SOURCE TEXT:
This file is a troubleshooting guide about various known issues
regarding Xenomai (aka "Xenomai"), addressed in a Q&A form. The
material is divided into several sections, depending on whether it is
arch-specific or generic.

                           GENERIC
===================================================================

Q: Which CONFIG_* items are latency killers, and should be avoided ?

A: Heres an enumeration.  Several of these are discussed in greater
detail in following sections.

CONFIG_CPU_FREQ: This allows the CPU frequency to be modulated with
workload, but many CPUs change the TSC counting frequency also, which
makes it useless for accurate timing when the CPU clock can change.
Also some CPUs can take several milliseconds to ramp up to full speed.

APM: The APM model assigns power management control to the BIOS, and
BIOS code is never written with RT-latency in mind.  If configured,
APM routines are invoked with SMI priority, which breaks the rule that
adeos-ipipe must be in charge of such things.  DISABLE_SMI doesnt help
here (more later).

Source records

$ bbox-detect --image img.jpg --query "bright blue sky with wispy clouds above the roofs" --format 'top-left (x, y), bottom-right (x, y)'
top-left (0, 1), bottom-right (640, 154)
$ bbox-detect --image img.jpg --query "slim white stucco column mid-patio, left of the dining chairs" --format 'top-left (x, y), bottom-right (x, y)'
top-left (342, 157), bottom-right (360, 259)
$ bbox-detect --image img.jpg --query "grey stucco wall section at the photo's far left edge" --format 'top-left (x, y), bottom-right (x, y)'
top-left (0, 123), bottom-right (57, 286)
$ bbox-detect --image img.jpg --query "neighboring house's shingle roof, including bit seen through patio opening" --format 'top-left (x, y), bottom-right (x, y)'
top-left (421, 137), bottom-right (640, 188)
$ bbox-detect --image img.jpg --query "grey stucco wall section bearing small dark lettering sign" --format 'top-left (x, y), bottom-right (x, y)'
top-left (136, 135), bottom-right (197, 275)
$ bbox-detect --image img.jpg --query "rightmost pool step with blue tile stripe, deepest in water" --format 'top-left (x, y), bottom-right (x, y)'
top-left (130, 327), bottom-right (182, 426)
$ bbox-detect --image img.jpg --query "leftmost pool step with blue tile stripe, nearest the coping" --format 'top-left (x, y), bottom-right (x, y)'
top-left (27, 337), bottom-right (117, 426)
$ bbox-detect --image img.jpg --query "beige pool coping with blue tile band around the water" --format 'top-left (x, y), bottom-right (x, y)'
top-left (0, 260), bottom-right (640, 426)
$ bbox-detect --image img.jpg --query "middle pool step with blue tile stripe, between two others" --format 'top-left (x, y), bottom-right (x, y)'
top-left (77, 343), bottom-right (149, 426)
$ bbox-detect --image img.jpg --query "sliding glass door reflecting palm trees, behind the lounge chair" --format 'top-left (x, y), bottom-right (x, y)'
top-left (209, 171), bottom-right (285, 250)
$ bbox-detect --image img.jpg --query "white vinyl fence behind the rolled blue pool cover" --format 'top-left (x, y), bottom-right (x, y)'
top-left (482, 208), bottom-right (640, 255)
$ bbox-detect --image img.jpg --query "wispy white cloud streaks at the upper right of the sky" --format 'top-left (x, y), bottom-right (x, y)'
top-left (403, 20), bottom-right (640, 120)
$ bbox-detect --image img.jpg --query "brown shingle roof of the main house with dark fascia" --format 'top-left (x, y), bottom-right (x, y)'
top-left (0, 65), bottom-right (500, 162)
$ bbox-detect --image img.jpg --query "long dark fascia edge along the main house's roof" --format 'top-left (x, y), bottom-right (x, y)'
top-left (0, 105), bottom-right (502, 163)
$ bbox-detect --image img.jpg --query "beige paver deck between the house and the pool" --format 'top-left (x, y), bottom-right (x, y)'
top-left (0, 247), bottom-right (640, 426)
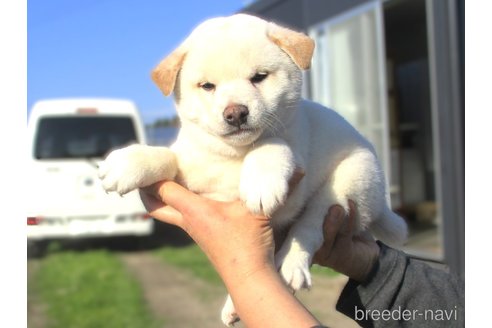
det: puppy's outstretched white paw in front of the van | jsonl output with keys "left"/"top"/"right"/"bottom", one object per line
{"left": 98, "top": 145, "right": 154, "bottom": 195}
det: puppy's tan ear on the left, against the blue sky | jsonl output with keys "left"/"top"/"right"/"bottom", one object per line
{"left": 151, "top": 45, "right": 186, "bottom": 96}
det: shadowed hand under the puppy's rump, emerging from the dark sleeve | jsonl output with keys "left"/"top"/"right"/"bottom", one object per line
{"left": 313, "top": 200, "right": 380, "bottom": 282}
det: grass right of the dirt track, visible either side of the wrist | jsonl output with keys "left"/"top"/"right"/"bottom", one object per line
{"left": 155, "top": 244, "right": 339, "bottom": 284}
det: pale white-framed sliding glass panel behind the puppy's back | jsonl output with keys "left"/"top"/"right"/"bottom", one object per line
{"left": 310, "top": 4, "right": 390, "bottom": 191}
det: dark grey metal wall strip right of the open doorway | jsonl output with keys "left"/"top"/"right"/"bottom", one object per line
{"left": 427, "top": 0, "right": 465, "bottom": 275}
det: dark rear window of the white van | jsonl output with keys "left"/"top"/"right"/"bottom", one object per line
{"left": 34, "top": 116, "right": 137, "bottom": 159}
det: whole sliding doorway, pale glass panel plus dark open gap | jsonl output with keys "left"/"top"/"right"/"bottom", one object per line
{"left": 309, "top": 0, "right": 444, "bottom": 261}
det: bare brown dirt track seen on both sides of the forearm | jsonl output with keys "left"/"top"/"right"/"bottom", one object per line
{"left": 121, "top": 252, "right": 358, "bottom": 328}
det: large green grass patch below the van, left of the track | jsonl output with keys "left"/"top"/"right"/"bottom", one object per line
{"left": 29, "top": 250, "right": 162, "bottom": 328}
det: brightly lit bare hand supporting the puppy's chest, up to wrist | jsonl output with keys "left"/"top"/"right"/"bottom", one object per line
{"left": 140, "top": 181, "right": 274, "bottom": 279}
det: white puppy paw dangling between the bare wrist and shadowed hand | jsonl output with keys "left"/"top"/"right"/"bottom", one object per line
{"left": 275, "top": 250, "right": 312, "bottom": 291}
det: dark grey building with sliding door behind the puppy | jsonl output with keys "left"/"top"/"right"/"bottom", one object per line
{"left": 242, "top": 0, "right": 465, "bottom": 275}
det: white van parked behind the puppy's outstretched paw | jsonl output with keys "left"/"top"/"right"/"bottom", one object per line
{"left": 26, "top": 99, "right": 154, "bottom": 242}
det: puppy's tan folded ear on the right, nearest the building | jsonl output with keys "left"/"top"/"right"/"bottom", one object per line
{"left": 268, "top": 23, "right": 314, "bottom": 69}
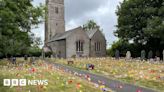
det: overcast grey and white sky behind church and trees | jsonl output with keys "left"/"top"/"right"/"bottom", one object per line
{"left": 32, "top": 0, "right": 123, "bottom": 47}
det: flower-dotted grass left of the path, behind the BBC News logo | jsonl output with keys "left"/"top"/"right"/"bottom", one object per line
{"left": 0, "top": 59, "right": 111, "bottom": 92}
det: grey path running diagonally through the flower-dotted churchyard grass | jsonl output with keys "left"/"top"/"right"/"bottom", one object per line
{"left": 48, "top": 63, "right": 157, "bottom": 92}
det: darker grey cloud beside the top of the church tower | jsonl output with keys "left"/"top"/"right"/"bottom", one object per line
{"left": 65, "top": 0, "right": 108, "bottom": 21}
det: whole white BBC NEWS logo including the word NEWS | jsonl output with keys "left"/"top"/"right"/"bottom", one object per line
{"left": 3, "top": 79, "right": 48, "bottom": 86}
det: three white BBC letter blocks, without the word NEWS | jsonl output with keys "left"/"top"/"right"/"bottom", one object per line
{"left": 3, "top": 79, "right": 26, "bottom": 86}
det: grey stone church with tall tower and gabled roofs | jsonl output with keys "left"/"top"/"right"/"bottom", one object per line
{"left": 45, "top": 0, "right": 106, "bottom": 58}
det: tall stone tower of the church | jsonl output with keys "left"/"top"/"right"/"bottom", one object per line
{"left": 45, "top": 0, "right": 65, "bottom": 43}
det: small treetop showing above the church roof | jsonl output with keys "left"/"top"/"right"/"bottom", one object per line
{"left": 83, "top": 20, "right": 101, "bottom": 31}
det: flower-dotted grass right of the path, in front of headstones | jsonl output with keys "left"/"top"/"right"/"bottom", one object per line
{"left": 50, "top": 58, "right": 164, "bottom": 92}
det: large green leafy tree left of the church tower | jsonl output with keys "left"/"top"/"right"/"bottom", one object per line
{"left": 0, "top": 0, "right": 44, "bottom": 57}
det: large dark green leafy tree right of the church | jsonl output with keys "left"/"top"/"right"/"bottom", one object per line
{"left": 115, "top": 0, "right": 164, "bottom": 45}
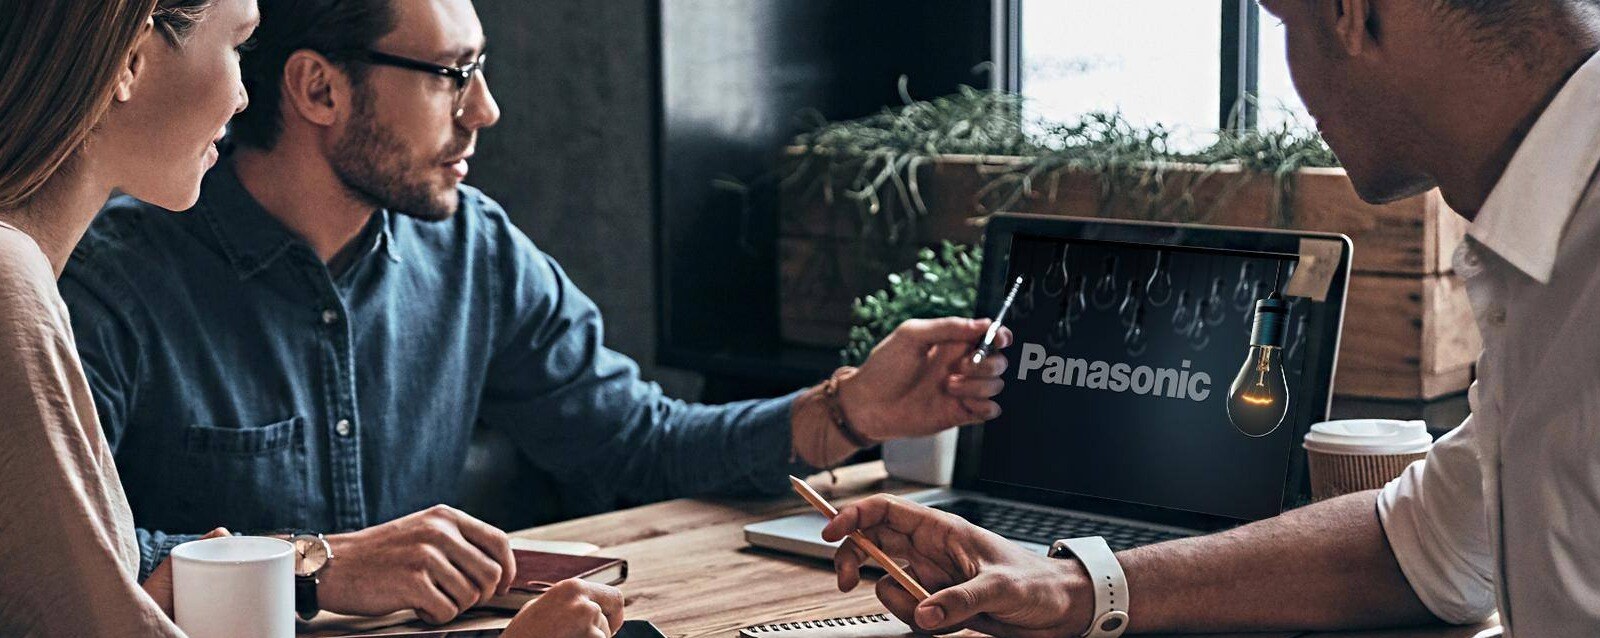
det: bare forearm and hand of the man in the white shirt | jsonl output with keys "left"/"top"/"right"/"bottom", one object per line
{"left": 824, "top": 491, "right": 1437, "bottom": 636}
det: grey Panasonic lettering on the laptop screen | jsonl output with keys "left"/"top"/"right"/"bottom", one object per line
{"left": 1016, "top": 344, "right": 1211, "bottom": 401}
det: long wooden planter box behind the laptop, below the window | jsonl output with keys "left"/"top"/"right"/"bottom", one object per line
{"left": 778, "top": 155, "right": 1482, "bottom": 398}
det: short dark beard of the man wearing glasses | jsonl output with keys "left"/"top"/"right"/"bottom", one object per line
{"left": 330, "top": 90, "right": 472, "bottom": 221}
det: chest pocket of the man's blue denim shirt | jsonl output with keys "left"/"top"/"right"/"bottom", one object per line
{"left": 178, "top": 417, "right": 310, "bottom": 532}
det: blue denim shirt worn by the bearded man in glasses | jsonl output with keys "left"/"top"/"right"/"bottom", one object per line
{"left": 61, "top": 160, "right": 795, "bottom": 579}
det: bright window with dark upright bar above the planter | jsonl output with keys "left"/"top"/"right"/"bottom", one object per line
{"left": 1011, "top": 0, "right": 1312, "bottom": 149}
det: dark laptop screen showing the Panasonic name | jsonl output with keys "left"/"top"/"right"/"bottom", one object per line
{"left": 974, "top": 233, "right": 1326, "bottom": 520}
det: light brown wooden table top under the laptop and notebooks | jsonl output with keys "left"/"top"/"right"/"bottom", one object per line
{"left": 305, "top": 462, "right": 1483, "bottom": 638}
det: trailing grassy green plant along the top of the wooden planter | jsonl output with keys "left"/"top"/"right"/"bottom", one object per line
{"left": 781, "top": 77, "right": 1338, "bottom": 236}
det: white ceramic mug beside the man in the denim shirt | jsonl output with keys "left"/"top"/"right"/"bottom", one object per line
{"left": 171, "top": 536, "right": 294, "bottom": 638}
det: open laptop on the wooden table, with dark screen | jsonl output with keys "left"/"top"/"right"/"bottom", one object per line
{"left": 744, "top": 214, "right": 1352, "bottom": 558}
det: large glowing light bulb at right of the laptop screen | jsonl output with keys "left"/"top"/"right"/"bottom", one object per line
{"left": 1227, "top": 293, "right": 1290, "bottom": 437}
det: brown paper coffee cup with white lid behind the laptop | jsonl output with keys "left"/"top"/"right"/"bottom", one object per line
{"left": 1304, "top": 419, "right": 1434, "bottom": 500}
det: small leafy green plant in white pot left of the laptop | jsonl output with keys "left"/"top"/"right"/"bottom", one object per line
{"left": 840, "top": 241, "right": 982, "bottom": 366}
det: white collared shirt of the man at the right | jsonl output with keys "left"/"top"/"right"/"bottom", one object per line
{"left": 1378, "top": 48, "right": 1600, "bottom": 636}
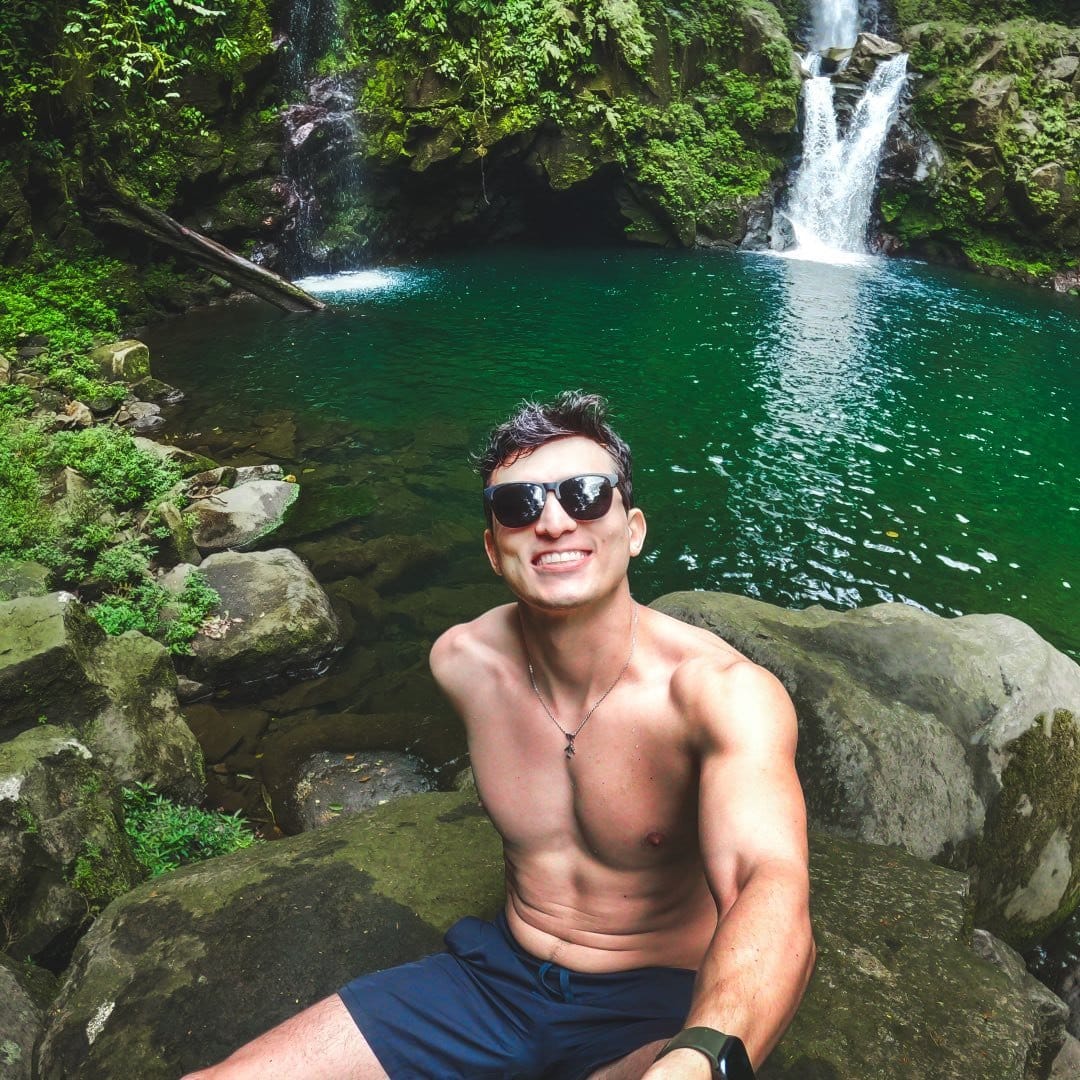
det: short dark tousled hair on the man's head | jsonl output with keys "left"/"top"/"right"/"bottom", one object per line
{"left": 473, "top": 390, "right": 634, "bottom": 525}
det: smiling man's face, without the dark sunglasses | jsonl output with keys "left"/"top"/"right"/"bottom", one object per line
{"left": 484, "top": 435, "right": 645, "bottom": 610}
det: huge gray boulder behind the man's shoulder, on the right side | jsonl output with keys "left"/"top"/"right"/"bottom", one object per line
{"left": 653, "top": 593, "right": 1080, "bottom": 946}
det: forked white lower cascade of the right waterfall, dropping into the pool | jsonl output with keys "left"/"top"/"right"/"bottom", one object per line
{"left": 784, "top": 53, "right": 907, "bottom": 252}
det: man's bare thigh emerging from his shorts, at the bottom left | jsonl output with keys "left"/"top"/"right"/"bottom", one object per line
{"left": 184, "top": 994, "right": 387, "bottom": 1080}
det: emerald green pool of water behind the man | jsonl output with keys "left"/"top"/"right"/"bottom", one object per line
{"left": 151, "top": 248, "right": 1080, "bottom": 656}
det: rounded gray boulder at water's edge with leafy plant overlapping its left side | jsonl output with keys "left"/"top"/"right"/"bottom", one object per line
{"left": 187, "top": 552, "right": 338, "bottom": 686}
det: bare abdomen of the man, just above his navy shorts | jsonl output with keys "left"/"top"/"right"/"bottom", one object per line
{"left": 505, "top": 846, "right": 716, "bottom": 974}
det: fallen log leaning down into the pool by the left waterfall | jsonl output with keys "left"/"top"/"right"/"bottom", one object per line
{"left": 91, "top": 175, "right": 326, "bottom": 311}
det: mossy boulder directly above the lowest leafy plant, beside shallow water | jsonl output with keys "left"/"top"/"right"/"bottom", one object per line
{"left": 80, "top": 630, "right": 204, "bottom": 802}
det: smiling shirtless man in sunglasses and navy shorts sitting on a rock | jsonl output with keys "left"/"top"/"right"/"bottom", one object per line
{"left": 187, "top": 393, "right": 814, "bottom": 1080}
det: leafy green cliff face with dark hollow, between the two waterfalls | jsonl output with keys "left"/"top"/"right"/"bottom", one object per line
{"left": 287, "top": 0, "right": 799, "bottom": 264}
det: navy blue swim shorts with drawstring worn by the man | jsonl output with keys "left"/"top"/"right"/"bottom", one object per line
{"left": 338, "top": 914, "right": 697, "bottom": 1080}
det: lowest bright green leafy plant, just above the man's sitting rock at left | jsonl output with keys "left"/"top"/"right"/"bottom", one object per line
{"left": 123, "top": 783, "right": 256, "bottom": 878}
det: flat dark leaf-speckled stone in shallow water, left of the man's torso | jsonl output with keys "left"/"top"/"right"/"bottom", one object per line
{"left": 293, "top": 751, "right": 433, "bottom": 829}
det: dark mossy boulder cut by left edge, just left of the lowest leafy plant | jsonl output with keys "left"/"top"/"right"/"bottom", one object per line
{"left": 0, "top": 725, "right": 141, "bottom": 969}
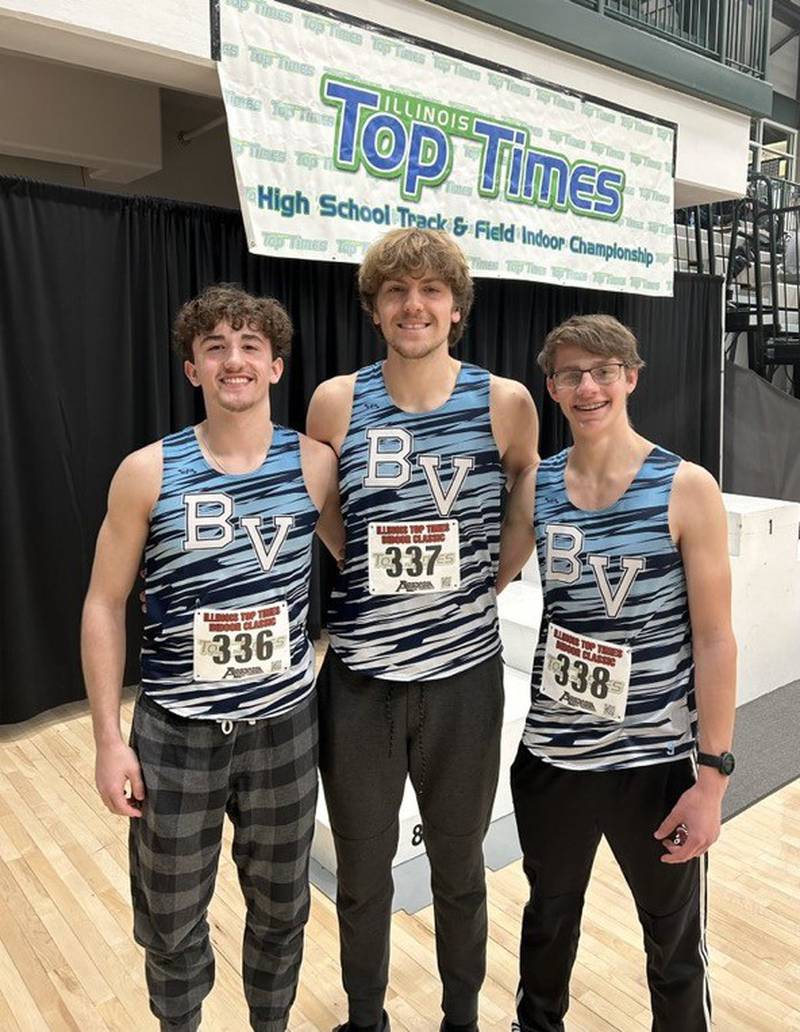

ACTIVITY: Do these statements agree with the Xenomai troubleshooting guide? (a) Some CPUs need several milliseconds to reach full speed. (b) Enabling DISABLE_SMI solves the APM latency problem. (c) The APM model hands power management control to the BIOS. For each, answer yes or no and quote the deciding words.

ANSWER FOR THIS EXERCISE:
(a) Yes: "Also some CPUs can take several milliseconds to ramp up to full speed."
(b) No: "DISABLE_SMI doesnt help here"
(c) Yes: "The APM model assigns power management control to the BIOS"